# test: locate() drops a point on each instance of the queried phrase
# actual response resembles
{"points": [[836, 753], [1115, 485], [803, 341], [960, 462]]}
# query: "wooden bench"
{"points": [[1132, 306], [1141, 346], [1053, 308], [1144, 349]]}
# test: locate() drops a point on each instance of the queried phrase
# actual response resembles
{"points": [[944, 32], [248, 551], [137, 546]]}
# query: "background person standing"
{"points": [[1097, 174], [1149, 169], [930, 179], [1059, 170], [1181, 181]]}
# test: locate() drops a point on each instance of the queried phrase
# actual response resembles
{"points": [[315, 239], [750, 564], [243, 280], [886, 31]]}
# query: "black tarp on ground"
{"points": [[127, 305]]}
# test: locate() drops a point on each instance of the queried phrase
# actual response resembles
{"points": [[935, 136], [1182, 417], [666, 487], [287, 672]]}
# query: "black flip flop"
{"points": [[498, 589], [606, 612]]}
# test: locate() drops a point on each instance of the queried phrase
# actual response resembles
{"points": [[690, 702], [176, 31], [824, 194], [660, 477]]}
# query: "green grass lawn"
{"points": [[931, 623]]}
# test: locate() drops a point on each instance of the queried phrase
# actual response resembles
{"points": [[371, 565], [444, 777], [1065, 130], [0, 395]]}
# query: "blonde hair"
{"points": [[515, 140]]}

+++

**DIRECTIONS**
Transcribe the records above with every character unchanged.

**REPLY TO THE EXERCISE**
# test: locate() drops a point on each instance of the queried phrase
# actual response resembles
{"points": [[836, 753], [1115, 485], [803, 341], [960, 462]]}
# query: "wooden bench"
{"points": [[1132, 306], [1141, 346], [1053, 308], [1144, 349]]}
# test: locate() drops a point on each instance of the queried phrase
# actual response resembles
{"points": [[944, 32], [248, 551], [137, 546]]}
# query: "background person standing"
{"points": [[1097, 174], [1149, 169], [930, 179], [1059, 170], [1181, 181]]}
# test: locate() drops a point on each instance of the queried phrase
# actual response resembles
{"points": [[315, 239], [750, 564], [243, 280], [886, 31]]}
# query: "black tarp on ground"
{"points": [[127, 305]]}
# test: locate() drops a point on each instance of the queried phrase
# actual response resembles
{"points": [[935, 136], [1182, 417], [666, 487], [287, 672]]}
# query: "black flip flop"
{"points": [[498, 589], [606, 612]]}
# test: locate() drops a point on each instance of the queried phrase
# actual response resembles
{"points": [[690, 702], [176, 31], [824, 194], [660, 477]]}
# query: "green grass lawn"
{"points": [[931, 623]]}
# test: locate() drops a point on each instance of the queried phrase
# actual response resembles
{"points": [[371, 565], [444, 777], [1065, 130], [0, 395]]}
# query: "blonde hair"
{"points": [[515, 140]]}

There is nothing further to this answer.